(DIRECTIONS FOR THIS TASK) What is needed is an exact printout of all the data.

═════ PROVIDED MATERIAL

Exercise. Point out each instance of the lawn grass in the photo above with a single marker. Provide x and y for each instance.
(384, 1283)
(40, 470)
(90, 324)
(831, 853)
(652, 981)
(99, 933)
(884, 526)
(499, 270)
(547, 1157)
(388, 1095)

══════════

(WRITTEN ANSWER)
Exercise. Point out each instance of the lawn grass in the photo above with a single marker. Provide x and y for each instance.
(384, 1283)
(40, 470)
(90, 324)
(831, 853)
(652, 981)
(99, 933)
(884, 526)
(499, 270)
(547, 1157)
(388, 1095)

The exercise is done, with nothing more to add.